Instrucciones:
a – En el texto sobre el futuro y la confianza, ¿qué se señala como la clave?
b – Extrae del texto sobre el futuro y la confianza, sin alterar nada, todo lo que va desde "Cuando digo que" hasta "tenía esa fe.".
c – Prolonga el texto sobre el futuro y la confianza a partir del punto en que termina.

El futuro no existe. Sólo existe el presente. Parece una declaración trillada pero no por ello, menos cierta. El futuro es un diseño de posibilidades cuya  viabilidad está conectada con hechos del pasado y el presente.

Mi presente es hoy algo que un año atrás no hubiera soñado como posible. Es un gran deseo  hecho realidad. Cuando me pregunto qué cambió en mí para que esto, que se presentaba como un futuro inalcanzable, se concrete, fue sin dudas un giro en mi emoción y por ende, en  mis creencias. Empecé por aceptar que no podemos predecir el futuro y  que no sólo depende de uno. También entendí que por más difícil que parecía, si yo no le daba alguna chance de viabilidad en mi mente y en mi corazón, seguramente no se concretaría. Tenía que confiar, esa era la clave. Sin confianza, no habría posibilidades. Podría haber seguido otros caminos,  en contextos de resentimiento, enojo, miedo o tristeza, pero las posibilidades de construirlo hubieran sido distintas y menos efectivas. No fue un acto de fe, sino de confianza porque fue ella la que facilitó vencer la pulseada entre lo que creía  posible o imposible

Cuando digo que no tuve fe, es porque la fe es  la certeza de que ocurrirá lo que se espera, la convicción de lo que no se ve. Es la creencia en algo sin necesidad de que haya sido confirmado por la experiencia o la razón, o demostrado por la ciencia. Es como creer en la vida, después de la muerte. Yo no tenía esa fe.

Listado proporcionado:
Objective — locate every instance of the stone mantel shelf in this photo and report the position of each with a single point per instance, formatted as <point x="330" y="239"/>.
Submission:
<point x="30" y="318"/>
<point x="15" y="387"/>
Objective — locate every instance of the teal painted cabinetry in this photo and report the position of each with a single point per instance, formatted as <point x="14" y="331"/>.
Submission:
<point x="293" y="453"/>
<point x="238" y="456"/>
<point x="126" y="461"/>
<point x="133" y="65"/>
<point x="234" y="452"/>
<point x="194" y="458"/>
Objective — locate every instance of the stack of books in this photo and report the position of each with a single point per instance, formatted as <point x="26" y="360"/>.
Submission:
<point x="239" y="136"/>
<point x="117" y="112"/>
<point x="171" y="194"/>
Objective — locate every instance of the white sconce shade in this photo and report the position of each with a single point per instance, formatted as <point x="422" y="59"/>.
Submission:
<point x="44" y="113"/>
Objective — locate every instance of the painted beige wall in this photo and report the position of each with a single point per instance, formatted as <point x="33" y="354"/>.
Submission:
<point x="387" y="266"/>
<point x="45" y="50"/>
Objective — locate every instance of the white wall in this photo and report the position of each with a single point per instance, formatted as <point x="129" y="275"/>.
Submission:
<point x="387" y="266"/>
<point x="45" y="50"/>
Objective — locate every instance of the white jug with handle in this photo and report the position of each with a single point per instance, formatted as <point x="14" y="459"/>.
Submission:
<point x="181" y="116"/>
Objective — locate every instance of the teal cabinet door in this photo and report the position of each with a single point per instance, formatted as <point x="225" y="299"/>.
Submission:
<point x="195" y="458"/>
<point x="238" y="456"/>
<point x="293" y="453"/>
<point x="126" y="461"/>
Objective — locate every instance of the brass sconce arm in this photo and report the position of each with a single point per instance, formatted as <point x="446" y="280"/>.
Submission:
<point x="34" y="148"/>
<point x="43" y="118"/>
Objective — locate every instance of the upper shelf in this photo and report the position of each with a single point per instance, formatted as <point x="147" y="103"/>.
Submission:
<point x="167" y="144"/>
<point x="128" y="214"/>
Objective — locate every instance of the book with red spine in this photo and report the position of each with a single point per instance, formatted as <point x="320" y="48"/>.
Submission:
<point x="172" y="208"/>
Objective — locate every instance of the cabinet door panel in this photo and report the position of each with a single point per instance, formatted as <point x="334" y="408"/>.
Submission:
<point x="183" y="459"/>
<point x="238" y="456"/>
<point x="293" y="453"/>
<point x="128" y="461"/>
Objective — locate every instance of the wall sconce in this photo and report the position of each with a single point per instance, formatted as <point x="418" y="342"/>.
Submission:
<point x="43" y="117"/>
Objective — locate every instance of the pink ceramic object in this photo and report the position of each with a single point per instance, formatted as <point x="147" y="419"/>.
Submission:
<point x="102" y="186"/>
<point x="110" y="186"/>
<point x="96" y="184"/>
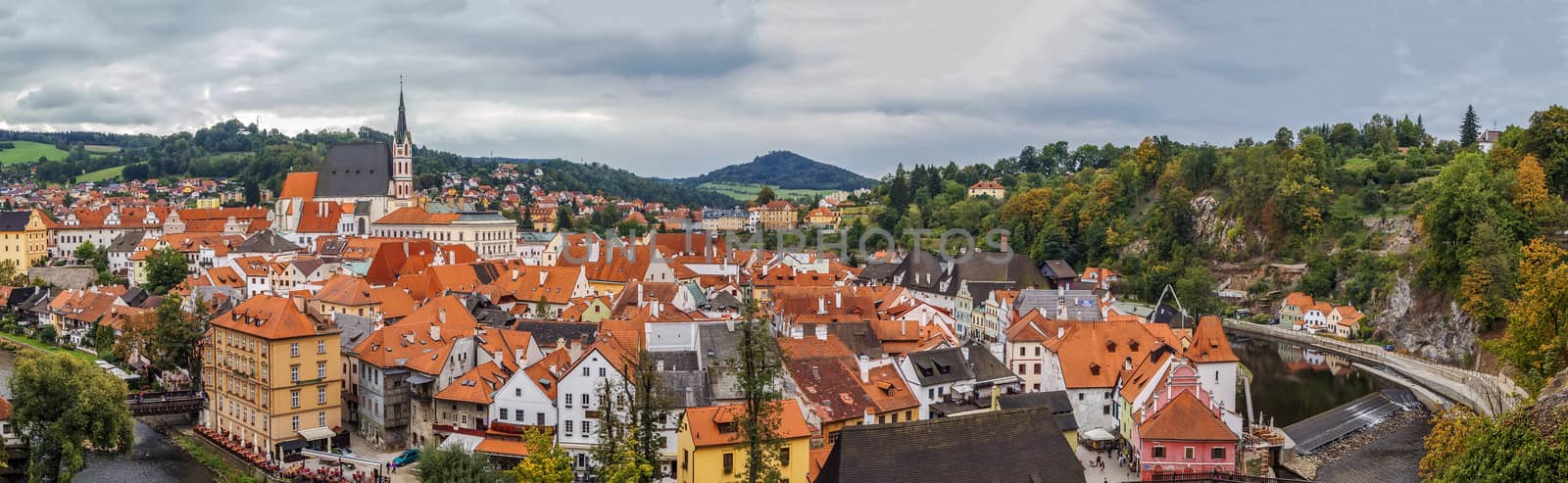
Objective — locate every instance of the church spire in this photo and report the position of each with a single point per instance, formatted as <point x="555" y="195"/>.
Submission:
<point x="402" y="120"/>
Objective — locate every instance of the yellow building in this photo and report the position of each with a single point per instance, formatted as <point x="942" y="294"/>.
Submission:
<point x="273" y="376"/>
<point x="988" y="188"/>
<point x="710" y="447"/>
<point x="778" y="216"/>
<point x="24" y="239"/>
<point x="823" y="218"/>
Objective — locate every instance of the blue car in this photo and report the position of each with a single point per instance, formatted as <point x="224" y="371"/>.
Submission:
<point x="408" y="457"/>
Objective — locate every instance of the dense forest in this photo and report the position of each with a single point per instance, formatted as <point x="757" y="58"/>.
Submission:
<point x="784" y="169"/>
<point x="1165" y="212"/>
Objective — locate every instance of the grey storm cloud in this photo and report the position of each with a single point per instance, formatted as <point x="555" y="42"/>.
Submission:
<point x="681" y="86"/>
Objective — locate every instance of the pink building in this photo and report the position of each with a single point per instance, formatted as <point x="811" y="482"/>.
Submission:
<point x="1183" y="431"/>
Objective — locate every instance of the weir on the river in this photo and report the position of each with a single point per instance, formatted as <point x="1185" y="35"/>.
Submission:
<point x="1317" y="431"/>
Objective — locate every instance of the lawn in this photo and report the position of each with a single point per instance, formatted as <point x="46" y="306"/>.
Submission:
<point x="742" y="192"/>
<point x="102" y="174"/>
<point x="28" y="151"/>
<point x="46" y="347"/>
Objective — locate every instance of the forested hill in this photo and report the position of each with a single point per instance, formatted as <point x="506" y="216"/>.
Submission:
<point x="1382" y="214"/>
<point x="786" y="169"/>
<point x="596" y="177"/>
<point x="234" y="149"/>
* * *
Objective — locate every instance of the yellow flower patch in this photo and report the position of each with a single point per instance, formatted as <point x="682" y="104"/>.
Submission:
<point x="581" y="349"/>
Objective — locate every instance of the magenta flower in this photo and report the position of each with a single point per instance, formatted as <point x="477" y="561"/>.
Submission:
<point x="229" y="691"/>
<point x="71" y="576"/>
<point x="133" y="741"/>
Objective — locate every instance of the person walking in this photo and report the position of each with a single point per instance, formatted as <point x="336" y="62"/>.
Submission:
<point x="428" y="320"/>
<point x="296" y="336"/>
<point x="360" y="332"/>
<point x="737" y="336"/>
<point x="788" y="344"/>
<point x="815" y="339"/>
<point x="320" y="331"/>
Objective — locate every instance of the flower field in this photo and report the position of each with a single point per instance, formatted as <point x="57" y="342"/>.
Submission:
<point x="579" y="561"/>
==
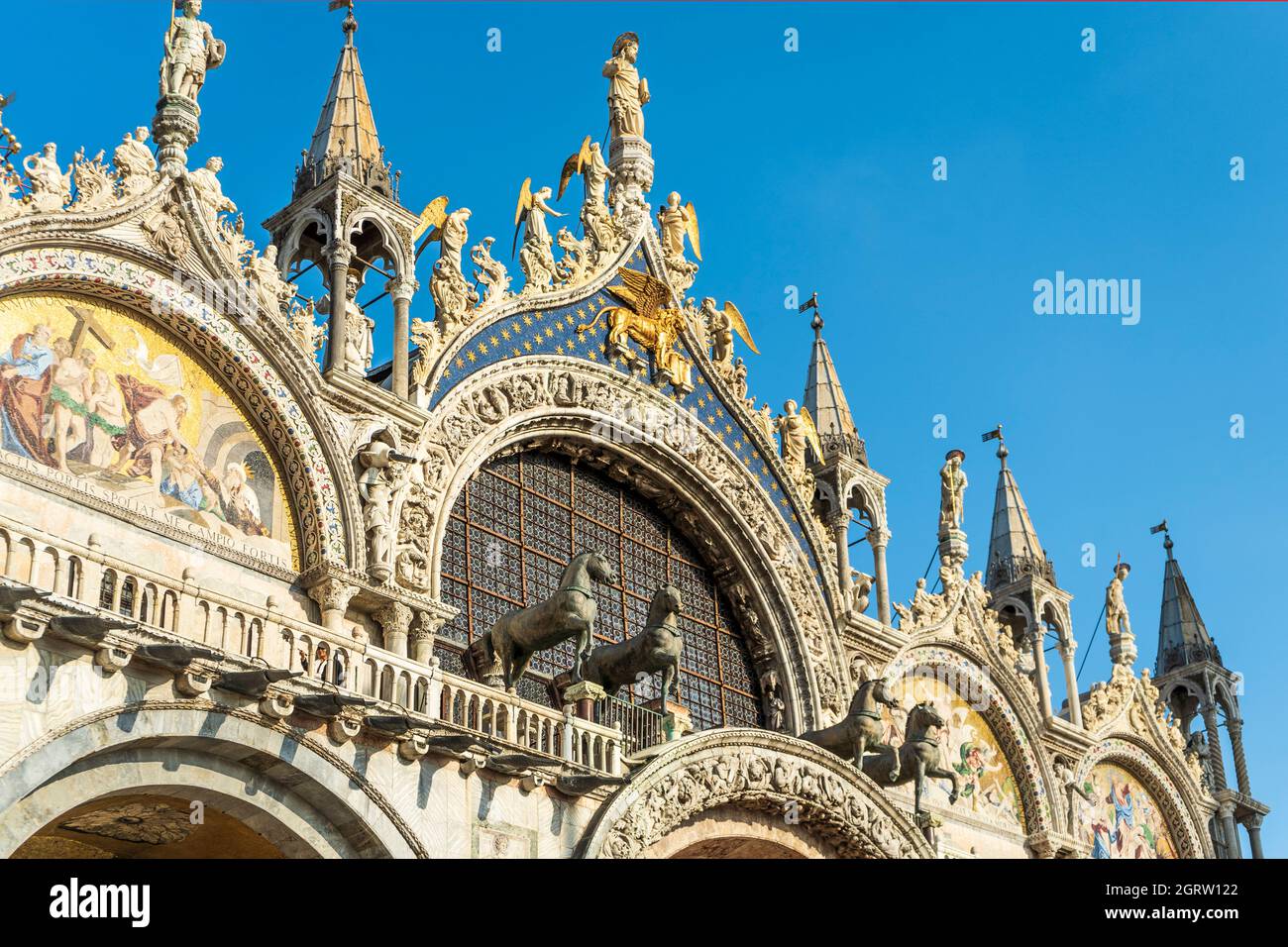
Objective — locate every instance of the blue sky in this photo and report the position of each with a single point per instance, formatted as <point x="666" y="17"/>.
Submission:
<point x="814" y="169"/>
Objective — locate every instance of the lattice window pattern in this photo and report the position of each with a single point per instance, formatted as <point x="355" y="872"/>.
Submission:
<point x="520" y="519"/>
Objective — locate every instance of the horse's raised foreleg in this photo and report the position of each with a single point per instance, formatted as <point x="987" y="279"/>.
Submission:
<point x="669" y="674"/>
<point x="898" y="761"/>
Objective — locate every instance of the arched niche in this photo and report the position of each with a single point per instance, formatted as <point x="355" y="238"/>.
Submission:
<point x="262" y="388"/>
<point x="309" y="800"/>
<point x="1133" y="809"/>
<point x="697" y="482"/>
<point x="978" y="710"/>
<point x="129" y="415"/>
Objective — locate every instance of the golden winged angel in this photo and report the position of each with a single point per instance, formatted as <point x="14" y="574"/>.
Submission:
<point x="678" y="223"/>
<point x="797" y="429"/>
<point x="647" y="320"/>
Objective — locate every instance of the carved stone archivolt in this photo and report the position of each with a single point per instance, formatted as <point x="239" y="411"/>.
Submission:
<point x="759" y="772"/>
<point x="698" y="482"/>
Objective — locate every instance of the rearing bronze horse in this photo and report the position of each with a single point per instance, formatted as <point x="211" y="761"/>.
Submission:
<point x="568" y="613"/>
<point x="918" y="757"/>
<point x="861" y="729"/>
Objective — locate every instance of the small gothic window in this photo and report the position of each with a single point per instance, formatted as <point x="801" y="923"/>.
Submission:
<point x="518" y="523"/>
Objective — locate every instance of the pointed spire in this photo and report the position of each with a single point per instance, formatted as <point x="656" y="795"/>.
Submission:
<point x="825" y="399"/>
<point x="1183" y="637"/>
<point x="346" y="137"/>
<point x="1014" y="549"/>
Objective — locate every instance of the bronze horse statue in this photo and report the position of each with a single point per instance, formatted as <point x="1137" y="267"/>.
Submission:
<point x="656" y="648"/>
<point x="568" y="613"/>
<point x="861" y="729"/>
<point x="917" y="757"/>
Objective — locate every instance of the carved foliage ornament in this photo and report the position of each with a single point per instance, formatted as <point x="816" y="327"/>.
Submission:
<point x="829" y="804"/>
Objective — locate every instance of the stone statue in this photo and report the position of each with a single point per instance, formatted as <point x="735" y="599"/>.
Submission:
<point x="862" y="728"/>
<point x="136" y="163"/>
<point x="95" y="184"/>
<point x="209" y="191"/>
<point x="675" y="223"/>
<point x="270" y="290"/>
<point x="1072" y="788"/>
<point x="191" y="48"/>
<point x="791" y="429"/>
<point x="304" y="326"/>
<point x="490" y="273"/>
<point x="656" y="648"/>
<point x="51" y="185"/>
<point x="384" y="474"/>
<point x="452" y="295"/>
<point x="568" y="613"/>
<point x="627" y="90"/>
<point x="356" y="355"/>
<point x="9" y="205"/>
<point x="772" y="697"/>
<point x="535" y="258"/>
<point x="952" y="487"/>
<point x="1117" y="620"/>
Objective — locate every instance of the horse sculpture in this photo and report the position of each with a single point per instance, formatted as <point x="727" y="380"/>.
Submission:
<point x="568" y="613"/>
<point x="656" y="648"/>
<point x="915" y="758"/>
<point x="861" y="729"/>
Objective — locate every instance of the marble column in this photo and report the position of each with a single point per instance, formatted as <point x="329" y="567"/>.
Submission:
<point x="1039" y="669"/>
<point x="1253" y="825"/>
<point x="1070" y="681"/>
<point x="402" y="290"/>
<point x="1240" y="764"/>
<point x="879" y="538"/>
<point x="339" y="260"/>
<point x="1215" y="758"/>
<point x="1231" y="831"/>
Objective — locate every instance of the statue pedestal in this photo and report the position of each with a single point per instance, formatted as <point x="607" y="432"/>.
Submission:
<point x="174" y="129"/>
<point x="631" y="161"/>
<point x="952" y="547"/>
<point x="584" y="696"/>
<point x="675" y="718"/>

Respuestas:
a – La clave era confiar.

b –
Cuando digo que no tuve fe, es porque la fe es  la certeza de que ocurrirá lo que se espera, la convicción de lo que no se ve. Es la creencia en algo sin necesidad de que haya sido confirmado por la experiencia o la razón, o demostrado por la ciencia. Es como creer en la vida, después de la muerte. Yo no tenía esa fe.

c –
 La confianza por el contrario, es una emoción que conlleva una entrega al devenir. Para construir el futuro, elegí confiar, aun sabiendo que me podía equivocar, que las cosas podrían salir de una manera no deseada. Sabía que estaba una vez más ante la encrucijada de permanecer cómoda, sin tomar riesgos y así garantizar el statu quo o dar un gran salto sin red, pero con la posibilidad de concretar lo que más anhelaba en mi vida.

Nunca dudé que era un riesgo que estaba más que dispuesta a correrlo. Prefería arrepentirme luego  de los resultados, si estos no eran los esperados a no haberlo intentado. De todas maneras, el arrepentimiento no es una emoción  que tenga muy a mano en mi repertorio. 

Invadida por la emoción de saber que mi vida estaba a punto de cambiar para siempre, no eludí mi necesidad de evaluar cuidadosamente lo que implicaba, cuidar mi conexión conmigo misma, con el otro u otros y el contexto. En ese momento me resultó  muy útil lo que alguna vez aprendí de  Rafael Echeverría, quien se refería a la confianza como una triada, una mesa sostenida por tres patascompetencias,credibilidad y sinceridad.

  1. Las competencias: tiene que ver con poseer los conocimientos y habilidades para hacer un determinada tarea.
  2. La credibilidad: que es la consecuencia del historial de promesas cumplidas.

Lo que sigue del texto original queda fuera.